Set task. Rewrite the records from the line with "If you could point out the white teeth" up to and including the line with "(1123, 232)", substituting "image" for "photo" and leaving everything else unchanged. Give only those lines, and omit the pictures.

Entries supplied.
****************

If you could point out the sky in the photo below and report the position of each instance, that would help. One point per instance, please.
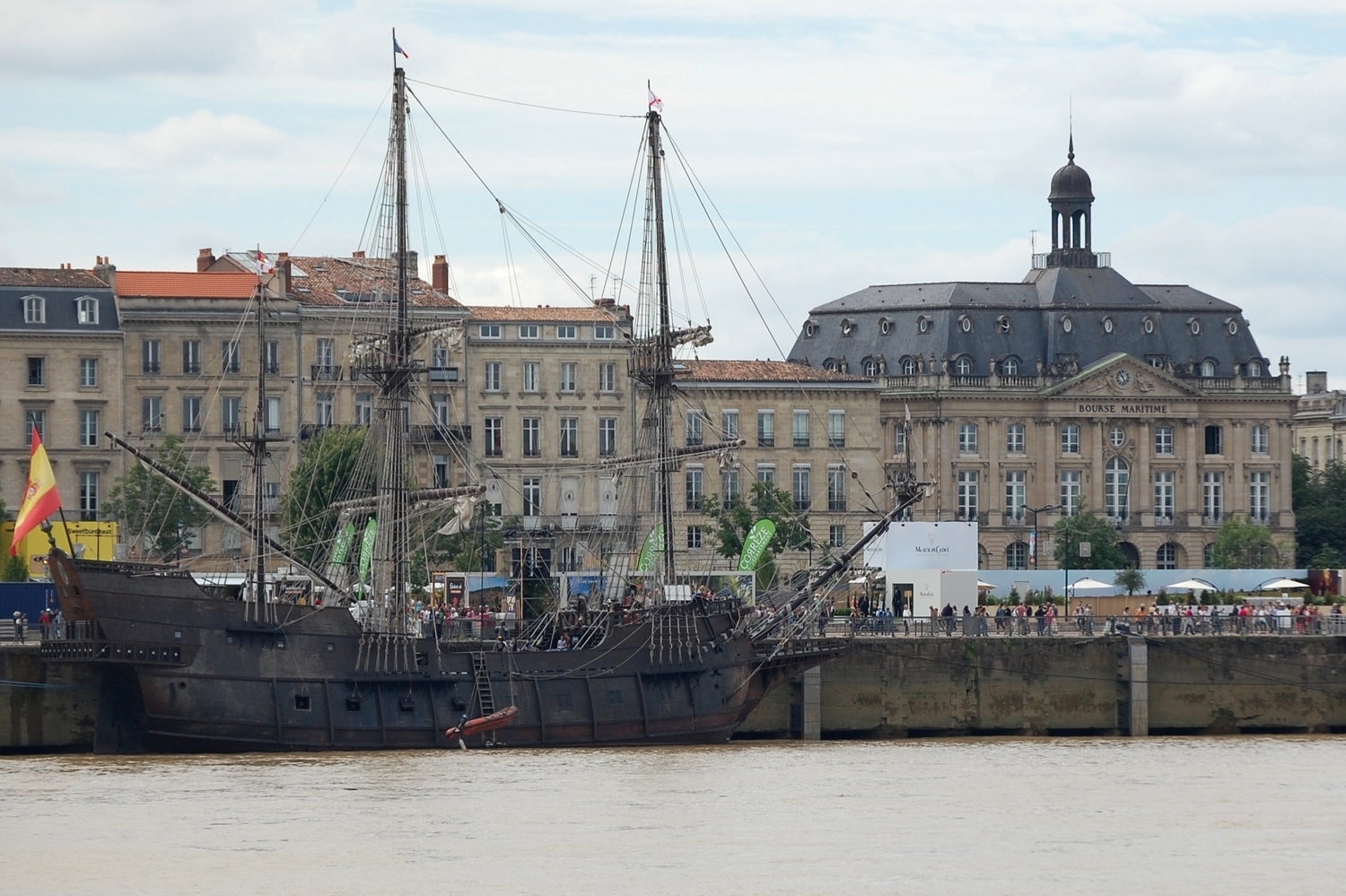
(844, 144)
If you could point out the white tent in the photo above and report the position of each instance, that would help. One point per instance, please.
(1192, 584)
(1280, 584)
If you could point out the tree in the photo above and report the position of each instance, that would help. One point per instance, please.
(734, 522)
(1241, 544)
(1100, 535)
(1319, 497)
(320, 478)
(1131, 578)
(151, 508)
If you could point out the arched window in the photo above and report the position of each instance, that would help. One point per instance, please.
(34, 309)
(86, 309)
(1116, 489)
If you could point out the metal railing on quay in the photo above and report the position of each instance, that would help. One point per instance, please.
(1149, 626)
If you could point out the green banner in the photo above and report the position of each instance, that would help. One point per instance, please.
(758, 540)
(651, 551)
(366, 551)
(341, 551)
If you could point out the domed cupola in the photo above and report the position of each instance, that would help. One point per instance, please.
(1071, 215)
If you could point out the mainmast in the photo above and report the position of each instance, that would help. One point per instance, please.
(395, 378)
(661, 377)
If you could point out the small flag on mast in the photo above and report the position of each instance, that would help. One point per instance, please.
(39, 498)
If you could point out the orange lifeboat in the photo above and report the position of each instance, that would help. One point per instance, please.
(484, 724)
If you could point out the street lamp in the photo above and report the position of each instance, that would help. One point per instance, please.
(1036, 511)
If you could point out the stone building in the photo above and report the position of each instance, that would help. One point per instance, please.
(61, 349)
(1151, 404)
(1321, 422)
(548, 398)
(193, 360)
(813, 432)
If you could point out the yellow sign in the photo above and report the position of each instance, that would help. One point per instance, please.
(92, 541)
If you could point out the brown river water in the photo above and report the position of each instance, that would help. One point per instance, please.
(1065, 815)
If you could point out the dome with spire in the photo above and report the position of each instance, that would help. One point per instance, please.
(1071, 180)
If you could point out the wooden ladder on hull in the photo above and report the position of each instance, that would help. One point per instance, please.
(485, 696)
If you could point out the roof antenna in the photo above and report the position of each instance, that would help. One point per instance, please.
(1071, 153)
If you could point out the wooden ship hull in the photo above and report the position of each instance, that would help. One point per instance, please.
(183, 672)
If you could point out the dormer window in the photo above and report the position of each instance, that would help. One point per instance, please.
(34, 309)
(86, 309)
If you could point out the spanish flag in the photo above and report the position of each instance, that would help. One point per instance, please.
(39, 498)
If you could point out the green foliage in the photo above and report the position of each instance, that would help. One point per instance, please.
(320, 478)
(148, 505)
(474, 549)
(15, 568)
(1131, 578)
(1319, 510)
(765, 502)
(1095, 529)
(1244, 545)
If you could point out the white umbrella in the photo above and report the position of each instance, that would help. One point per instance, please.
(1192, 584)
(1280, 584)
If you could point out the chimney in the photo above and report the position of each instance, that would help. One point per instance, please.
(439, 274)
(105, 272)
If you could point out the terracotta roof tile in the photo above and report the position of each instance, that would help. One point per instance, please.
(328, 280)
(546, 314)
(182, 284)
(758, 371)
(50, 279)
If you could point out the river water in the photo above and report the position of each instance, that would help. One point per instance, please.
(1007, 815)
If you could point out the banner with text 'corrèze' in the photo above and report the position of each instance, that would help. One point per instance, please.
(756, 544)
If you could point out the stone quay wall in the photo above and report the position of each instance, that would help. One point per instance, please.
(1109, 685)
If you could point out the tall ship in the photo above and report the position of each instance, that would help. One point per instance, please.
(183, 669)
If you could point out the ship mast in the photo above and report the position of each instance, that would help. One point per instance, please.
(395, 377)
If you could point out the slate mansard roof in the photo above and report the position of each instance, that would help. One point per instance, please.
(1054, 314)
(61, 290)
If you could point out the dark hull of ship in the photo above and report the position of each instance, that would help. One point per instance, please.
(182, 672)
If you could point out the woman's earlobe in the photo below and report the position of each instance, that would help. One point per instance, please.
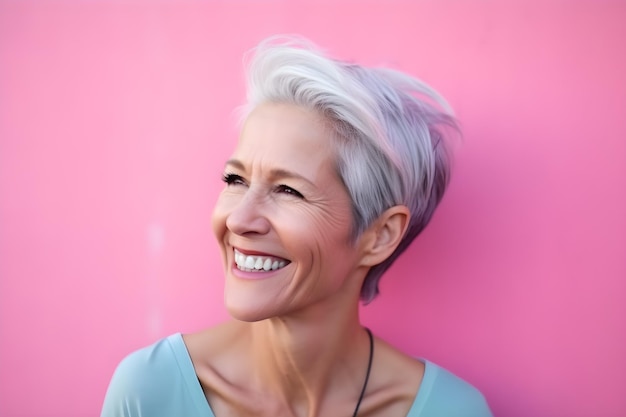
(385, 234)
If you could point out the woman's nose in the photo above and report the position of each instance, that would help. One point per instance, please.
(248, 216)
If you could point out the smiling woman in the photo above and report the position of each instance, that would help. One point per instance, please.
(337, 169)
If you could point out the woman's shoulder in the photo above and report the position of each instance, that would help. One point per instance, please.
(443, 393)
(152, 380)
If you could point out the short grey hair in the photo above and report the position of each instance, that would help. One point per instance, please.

****************

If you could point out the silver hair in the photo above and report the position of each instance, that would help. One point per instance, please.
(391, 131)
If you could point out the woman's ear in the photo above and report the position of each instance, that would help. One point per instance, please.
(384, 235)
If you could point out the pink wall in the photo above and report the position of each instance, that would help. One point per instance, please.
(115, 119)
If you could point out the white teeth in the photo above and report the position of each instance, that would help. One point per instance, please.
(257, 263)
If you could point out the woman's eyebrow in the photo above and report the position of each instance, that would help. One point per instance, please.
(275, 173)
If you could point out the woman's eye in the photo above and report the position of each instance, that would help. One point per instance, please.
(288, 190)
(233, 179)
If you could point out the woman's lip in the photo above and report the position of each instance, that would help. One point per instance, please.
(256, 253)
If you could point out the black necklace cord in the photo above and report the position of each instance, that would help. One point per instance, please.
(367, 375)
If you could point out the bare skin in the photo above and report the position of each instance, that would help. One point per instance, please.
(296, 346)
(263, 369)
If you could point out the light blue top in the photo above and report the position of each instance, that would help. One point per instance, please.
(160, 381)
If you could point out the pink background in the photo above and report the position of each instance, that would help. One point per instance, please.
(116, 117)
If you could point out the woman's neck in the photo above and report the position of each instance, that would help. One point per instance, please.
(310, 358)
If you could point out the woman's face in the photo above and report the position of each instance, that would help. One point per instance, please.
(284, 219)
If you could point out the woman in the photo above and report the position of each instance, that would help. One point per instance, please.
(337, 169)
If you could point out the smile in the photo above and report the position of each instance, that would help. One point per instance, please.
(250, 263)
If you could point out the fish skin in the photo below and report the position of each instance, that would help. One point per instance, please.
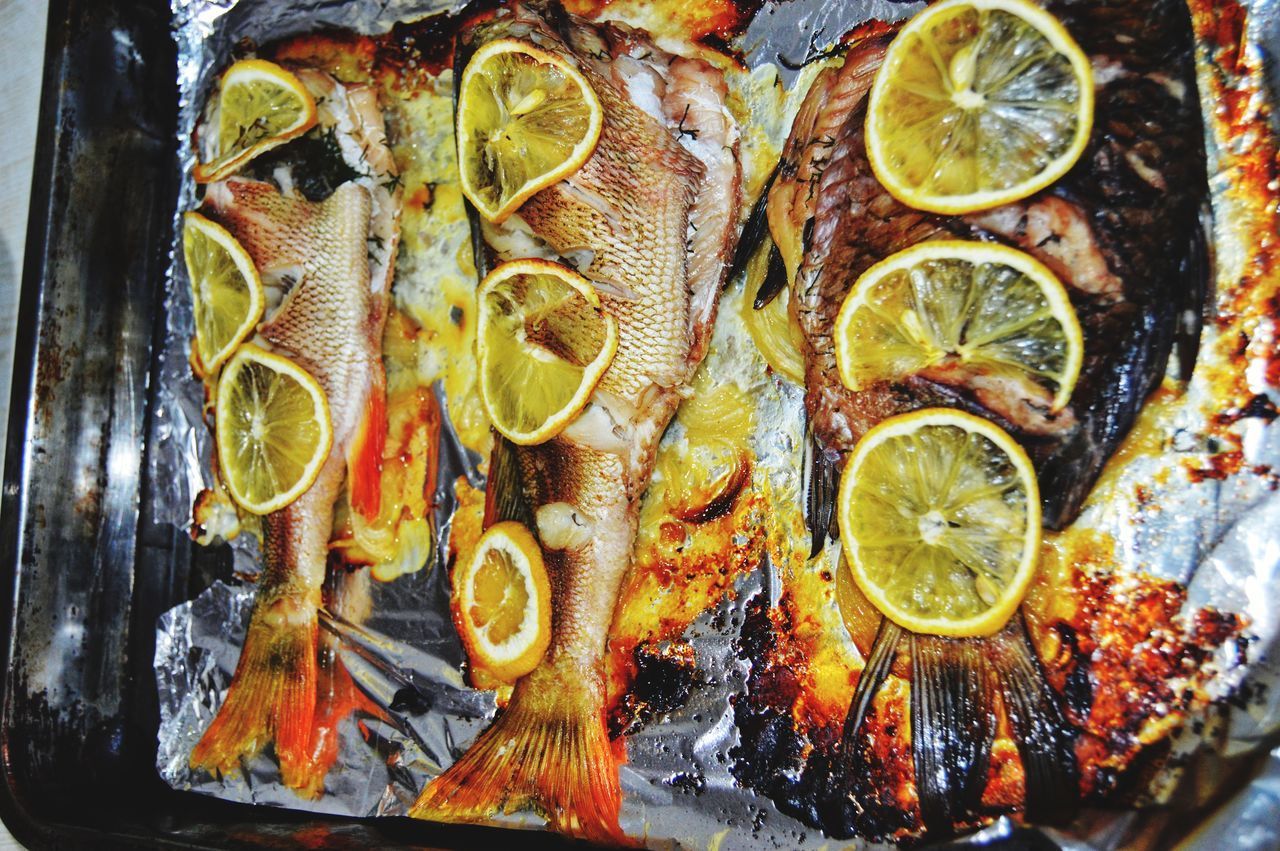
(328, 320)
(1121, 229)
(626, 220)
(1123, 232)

****************

Expected answer.
If you could point out the white teeth in the image above and report the position of each instance, that would help. One point per instance, please.
(257, 263)
If you could point out the woman's eyebrow in the image above and report the position of each instance, that would help. One point per instance, please.
(275, 173)
If you could point out the woman's eye in the image above and report the position of each instance, that would help. One point per instance, please.
(288, 190)
(233, 179)
If you could point out the woman's lip in the image above and report the position of each instance, that would help. One point per instance, please.
(256, 253)
If you could point out the black necklace cord in the image above and report the position of each instance, that would help. One point per instance, please.
(367, 375)
If you could point out the bare skin in the image above and report the position of each instance, that would help. One point per instance, please.
(296, 346)
(263, 369)
If you could point out the light blue top in the image above and report the position of each instance, that would help. One point per instance, please.
(160, 381)
If you could point out the pink background in the image above and report the position of each instance, that would help. One point per instance, please.
(116, 117)
If you could point out the woman's neck in the image above and report the position of each instance, that would help. One point per instance, please.
(310, 358)
If you could point out the woman's face in the image above and report the position of each instance, that would help. One point per instance, please.
(284, 219)
If you could point out the woman in the image above and report the position of each instance, that would help. One point per instance, please.
(337, 169)
If you could point out the smile in the image above and report the position of each instance, that would help. One point per instance, please.
(250, 263)
If you could point out the fish skin in the image below and report the position of each instance, that would help. One point per instance, please.
(328, 320)
(1121, 229)
(626, 220)
(1123, 232)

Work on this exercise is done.